### WORK TO DO
Pictures stay out of the copy; set down each line of the listing below exactly.

### DATASET CONTENT
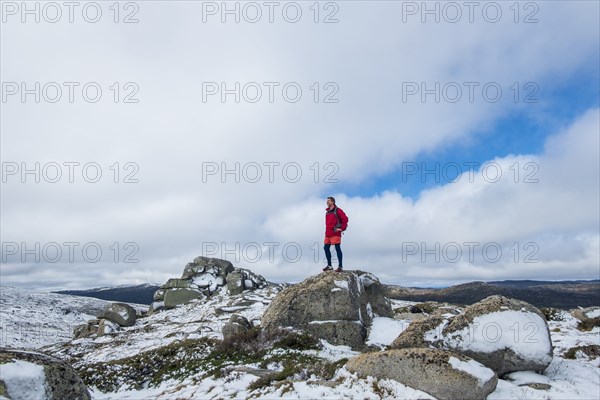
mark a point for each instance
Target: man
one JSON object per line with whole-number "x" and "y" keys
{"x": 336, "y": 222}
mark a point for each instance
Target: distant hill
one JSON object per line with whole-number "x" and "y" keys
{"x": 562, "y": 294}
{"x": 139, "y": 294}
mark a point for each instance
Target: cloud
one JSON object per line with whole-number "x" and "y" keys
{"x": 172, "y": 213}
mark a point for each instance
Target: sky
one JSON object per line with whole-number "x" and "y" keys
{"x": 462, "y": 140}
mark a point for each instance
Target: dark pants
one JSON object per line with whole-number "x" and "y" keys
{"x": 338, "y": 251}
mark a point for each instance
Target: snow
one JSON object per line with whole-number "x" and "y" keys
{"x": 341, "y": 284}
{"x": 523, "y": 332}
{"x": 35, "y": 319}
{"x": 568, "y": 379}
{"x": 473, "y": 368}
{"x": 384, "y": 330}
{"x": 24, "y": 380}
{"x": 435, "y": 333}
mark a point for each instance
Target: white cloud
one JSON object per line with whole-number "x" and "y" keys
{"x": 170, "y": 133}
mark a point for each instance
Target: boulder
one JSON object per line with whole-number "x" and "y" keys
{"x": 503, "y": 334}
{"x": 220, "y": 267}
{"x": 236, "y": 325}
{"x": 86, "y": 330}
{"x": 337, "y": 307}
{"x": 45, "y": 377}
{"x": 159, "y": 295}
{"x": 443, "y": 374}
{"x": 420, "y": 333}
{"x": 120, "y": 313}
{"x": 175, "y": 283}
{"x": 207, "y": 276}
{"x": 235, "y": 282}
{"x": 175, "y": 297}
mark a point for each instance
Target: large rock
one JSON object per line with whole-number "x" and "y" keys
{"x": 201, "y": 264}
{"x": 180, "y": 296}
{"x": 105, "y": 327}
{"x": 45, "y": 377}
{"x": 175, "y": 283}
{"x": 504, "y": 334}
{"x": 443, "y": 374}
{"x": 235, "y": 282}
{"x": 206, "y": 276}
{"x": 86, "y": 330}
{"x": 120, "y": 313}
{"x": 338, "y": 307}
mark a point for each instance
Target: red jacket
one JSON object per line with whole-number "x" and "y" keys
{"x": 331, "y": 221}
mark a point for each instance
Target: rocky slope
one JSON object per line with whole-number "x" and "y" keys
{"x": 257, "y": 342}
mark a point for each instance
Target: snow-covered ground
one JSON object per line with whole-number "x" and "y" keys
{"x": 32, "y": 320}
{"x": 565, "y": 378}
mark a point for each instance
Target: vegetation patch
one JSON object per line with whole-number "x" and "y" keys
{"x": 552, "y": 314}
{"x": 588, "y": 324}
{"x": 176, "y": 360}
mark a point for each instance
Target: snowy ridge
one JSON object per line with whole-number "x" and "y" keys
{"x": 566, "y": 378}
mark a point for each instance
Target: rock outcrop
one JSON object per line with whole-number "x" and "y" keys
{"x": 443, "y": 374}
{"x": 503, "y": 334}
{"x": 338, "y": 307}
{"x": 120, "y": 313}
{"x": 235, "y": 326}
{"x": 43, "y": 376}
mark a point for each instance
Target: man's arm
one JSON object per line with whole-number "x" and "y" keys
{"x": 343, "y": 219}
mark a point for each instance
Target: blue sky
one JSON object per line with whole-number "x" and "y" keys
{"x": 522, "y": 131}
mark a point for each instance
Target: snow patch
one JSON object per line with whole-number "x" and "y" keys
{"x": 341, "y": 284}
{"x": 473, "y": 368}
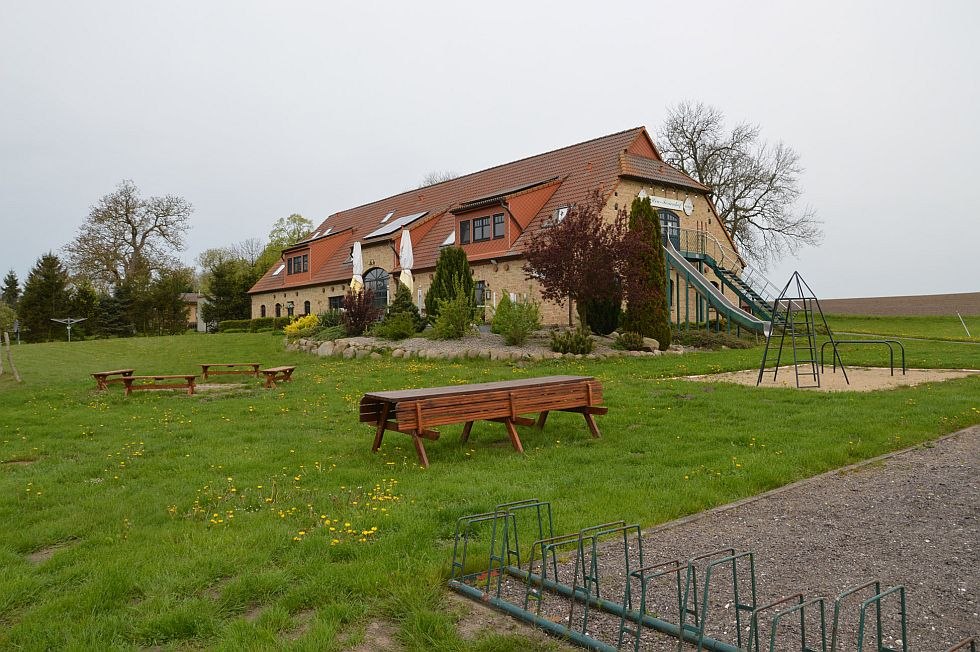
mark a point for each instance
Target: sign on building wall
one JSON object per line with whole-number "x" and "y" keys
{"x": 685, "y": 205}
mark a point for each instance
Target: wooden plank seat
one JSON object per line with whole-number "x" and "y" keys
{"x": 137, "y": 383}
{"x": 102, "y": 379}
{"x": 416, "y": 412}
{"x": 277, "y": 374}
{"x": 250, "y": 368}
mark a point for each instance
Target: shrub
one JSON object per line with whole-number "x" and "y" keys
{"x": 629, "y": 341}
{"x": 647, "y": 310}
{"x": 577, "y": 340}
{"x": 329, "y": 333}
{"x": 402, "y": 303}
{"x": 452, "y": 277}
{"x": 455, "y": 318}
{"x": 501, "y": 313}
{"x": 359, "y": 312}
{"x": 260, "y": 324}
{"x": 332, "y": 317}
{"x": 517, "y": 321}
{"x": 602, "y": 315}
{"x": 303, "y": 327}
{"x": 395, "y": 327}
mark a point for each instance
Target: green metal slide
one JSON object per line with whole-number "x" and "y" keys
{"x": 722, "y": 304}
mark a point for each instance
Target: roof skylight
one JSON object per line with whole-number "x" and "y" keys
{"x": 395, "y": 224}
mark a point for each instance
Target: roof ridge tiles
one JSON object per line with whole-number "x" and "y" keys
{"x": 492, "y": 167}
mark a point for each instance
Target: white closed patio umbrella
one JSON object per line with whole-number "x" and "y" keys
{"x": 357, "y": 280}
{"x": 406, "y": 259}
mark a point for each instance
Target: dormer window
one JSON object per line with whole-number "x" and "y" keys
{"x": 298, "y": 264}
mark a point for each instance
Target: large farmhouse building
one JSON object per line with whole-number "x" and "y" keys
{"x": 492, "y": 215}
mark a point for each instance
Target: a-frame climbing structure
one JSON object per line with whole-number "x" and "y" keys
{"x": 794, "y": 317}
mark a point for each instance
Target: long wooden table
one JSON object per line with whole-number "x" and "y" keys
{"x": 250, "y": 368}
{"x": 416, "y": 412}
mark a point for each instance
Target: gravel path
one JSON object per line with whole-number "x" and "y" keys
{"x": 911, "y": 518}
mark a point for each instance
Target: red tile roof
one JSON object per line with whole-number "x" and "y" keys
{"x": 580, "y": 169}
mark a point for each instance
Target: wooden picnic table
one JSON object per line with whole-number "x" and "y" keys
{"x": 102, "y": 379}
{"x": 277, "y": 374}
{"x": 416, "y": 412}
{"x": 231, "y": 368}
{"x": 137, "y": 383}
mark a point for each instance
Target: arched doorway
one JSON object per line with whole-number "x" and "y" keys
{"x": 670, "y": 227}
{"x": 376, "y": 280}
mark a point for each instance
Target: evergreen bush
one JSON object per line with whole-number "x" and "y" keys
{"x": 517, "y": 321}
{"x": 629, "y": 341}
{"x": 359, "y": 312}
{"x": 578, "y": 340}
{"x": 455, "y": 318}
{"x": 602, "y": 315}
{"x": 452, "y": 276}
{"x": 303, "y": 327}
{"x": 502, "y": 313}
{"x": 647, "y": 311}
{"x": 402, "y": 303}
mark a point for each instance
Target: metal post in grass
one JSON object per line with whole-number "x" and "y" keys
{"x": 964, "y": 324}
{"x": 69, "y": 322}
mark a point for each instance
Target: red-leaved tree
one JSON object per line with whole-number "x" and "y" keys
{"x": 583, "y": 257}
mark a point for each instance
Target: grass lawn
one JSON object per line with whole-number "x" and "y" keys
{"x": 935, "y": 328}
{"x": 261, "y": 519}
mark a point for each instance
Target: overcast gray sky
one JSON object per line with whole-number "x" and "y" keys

### OUTPUT OF THE EXERCISE
mark a point for each instance
Target: man
one JSON object per line with whole-number "x" and "y" keys
{"x": 336, "y": 222}
mark a point for each instance
Target: distant hill
one JSON object per line with whole-number "x" and "y" keys
{"x": 562, "y": 294}
{"x": 139, "y": 294}
mark a point for each instance
Target: cloud
one JSON object per line with whole-number "x" and "y" keys
{"x": 172, "y": 213}
mark a point for each instance
Target: sky
one JSON object per line with whole-number "x" and "y" keys
{"x": 462, "y": 140}
mark a point for each instance
Target: dark pants
one JSON object per line with whole-number "x" and "y" keys
{"x": 338, "y": 251}
mark a point for each instance
Target: snow
one JSON object per line with whole-number "x" and "y" keys
{"x": 341, "y": 284}
{"x": 523, "y": 332}
{"x": 35, "y": 319}
{"x": 568, "y": 379}
{"x": 473, "y": 368}
{"x": 384, "y": 330}
{"x": 24, "y": 380}
{"x": 435, "y": 333}
mark a point for each instance
Target: white cloud
one JSON object per line with whole-number "x" and "y" keys
{"x": 170, "y": 133}
mark a point for each instance
Target: boulder
one JSON object per line with whole-number "x" and "y" keys
{"x": 503, "y": 334}
{"x": 220, "y": 267}
{"x": 236, "y": 325}
{"x": 86, "y": 330}
{"x": 337, "y": 307}
{"x": 45, "y": 377}
{"x": 159, "y": 295}
{"x": 443, "y": 374}
{"x": 420, "y": 333}
{"x": 120, "y": 313}
{"x": 175, "y": 283}
{"x": 207, "y": 276}
{"x": 235, "y": 282}
{"x": 175, "y": 297}
mark a point for each instance
Target: large rock
one JSON object per line with whole-number "x" and "y" keys
{"x": 201, "y": 264}
{"x": 180, "y": 296}
{"x": 105, "y": 327}
{"x": 45, "y": 377}
{"x": 175, "y": 283}
{"x": 504, "y": 334}
{"x": 443, "y": 374}
{"x": 235, "y": 282}
{"x": 206, "y": 276}
{"x": 86, "y": 330}
{"x": 120, "y": 313}
{"x": 338, "y": 307}
mark a point for each instance
Target: red jacket
one JSON object per line with whole-number "x" and "y" keys
{"x": 331, "y": 221}
mark a point for each instance
Target: rocky slope
one JSON object per line with whole-number "x" and "y" keys
{"x": 257, "y": 342}
mark a point for each instance
Target: snow-covered ground
one JSON object per line with whole-number "x" and "y" keys
{"x": 32, "y": 320}
{"x": 565, "y": 378}
mark a point for each instance
Target: vegetation patch
one JSON object per line with whole-number "x" and "y" keys
{"x": 552, "y": 314}
{"x": 588, "y": 324}
{"x": 176, "y": 360}
mark a point for each instance
Target: snowy ridge
one JSON object per line with whole-number "x" and "y" keys
{"x": 566, "y": 378}
mark a point for each instance
Target: rock outcrop
one JSON object per line with whole-number "x" and "y" keys
{"x": 443, "y": 374}
{"x": 503, "y": 334}
{"x": 338, "y": 307}
{"x": 120, "y": 313}
{"x": 235, "y": 326}
{"x": 43, "y": 376}
mark a point for each instance
Target: man's arm
one JSON object per line with whole-number "x" and "y" keys
{"x": 343, "y": 219}
mark a point for each instance
Target: blue sky
one JSON object per line with whole-number "x" and "y" keys
{"x": 522, "y": 131}
mark a point for each instance
Target: snow patch
one JSON object per line with whole-number "x" and "y" keys
{"x": 341, "y": 284}
{"x": 473, "y": 368}
mark a point for each instance
Target: sign on building wall
one JSON object per line with whole-number "x" and "y" keys
{"x": 685, "y": 205}
mark a point for each instance
Target: wooden plank seat
one JSON object per line with whole-number "x" and "y" keys
{"x": 137, "y": 383}
{"x": 102, "y": 379}
{"x": 416, "y": 412}
{"x": 277, "y": 374}
{"x": 250, "y": 368}
mark a point for each instance
Target: shrub
one JSON object per line with whole-number "x" and "y" keys
{"x": 629, "y": 341}
{"x": 647, "y": 310}
{"x": 577, "y": 340}
{"x": 329, "y": 333}
{"x": 402, "y": 303}
{"x": 452, "y": 277}
{"x": 455, "y": 318}
{"x": 501, "y": 313}
{"x": 359, "y": 312}
{"x": 260, "y": 324}
{"x": 332, "y": 317}
{"x": 517, "y": 321}
{"x": 602, "y": 315}
{"x": 303, "y": 327}
{"x": 395, "y": 327}
mark a point for each instance
Target: green metal slide
one JSON object per line with whole-number "x" and "y" keys
{"x": 722, "y": 304}
mark a point for each instance
Target: roof skylight
one JSON object per line with whole-number "x" and "y" keys
{"x": 395, "y": 224}
mark a point for each instance
Target: roof ridge tiles
one JSON object per line with whole-number "x" and "y" keys
{"x": 492, "y": 167}
mark a point for each instance
Target: white closed patio umbrella
one JSON object per line with whole-number "x" and "y" keys
{"x": 357, "y": 280}
{"x": 406, "y": 259}
mark a point for each instance
Target: dormer window
one JSON object per line with whole-number "x" and "y" keys
{"x": 298, "y": 264}
mark a point for each instance
Target: large farmhouse building
one JSON object per line with whole-number "x" and "y" keys
{"x": 492, "y": 215}
mark a point for each instance
Target: a-frame climbing structure
one JSON object per line with whole-number "x" and "y" keys
{"x": 794, "y": 317}
mark a point for each instance
Target: long wooden table
one JSON object per line with whole-number "x" and "y" keys
{"x": 250, "y": 368}
{"x": 416, "y": 412}
mark a point for each instance
Target: gravel path
one JSON object per line with whole-number "x" and "y" keys
{"x": 911, "y": 518}
mark a point for each instance
Target: red tile roof
one JSON object per line with whole-number "x" and "y" keys
{"x": 580, "y": 169}
mark a point for each instance
Target: wooden picnic table
one JSON object per line with whole-number "x" and "y" keys
{"x": 102, "y": 379}
{"x": 277, "y": 374}
{"x": 416, "y": 412}
{"x": 231, "y": 368}
{"x": 137, "y": 383}
mark a point for each instance
Target: arched doorway
one JSON object per line with whole-number "x" and "y" keys
{"x": 670, "y": 227}
{"x": 376, "y": 280}
mark a point for each instance
Target: evergreen bush
one JSON object per line with whole-number "x" and "y" keys
{"x": 517, "y": 321}
{"x": 629, "y": 341}
{"x": 359, "y": 312}
{"x": 578, "y": 340}
{"x": 455, "y": 318}
{"x": 602, "y": 315}
{"x": 452, "y": 276}
{"x": 303, "y": 327}
{"x": 502, "y": 313}
{"x": 647, "y": 311}
{"x": 402, "y": 303}
mark a point for each instance
Target: metal post in grass
one JSON object per line with whole-number "x" and "y" keys
{"x": 964, "y": 324}
{"x": 69, "y": 322}
mark a point for each instance
Target: red-leaved tree
one JSON object per line with whole-number "x" and "y" keys
{"x": 583, "y": 257}
mark a point for each instance
Target: grass lawn
one JSON object per line with whole-number "x" and "y" keys
{"x": 935, "y": 328}
{"x": 261, "y": 519}
mark a point for each instance
Target: overcast gray sky
one JSON object per line with whole-number "x" and "y" keys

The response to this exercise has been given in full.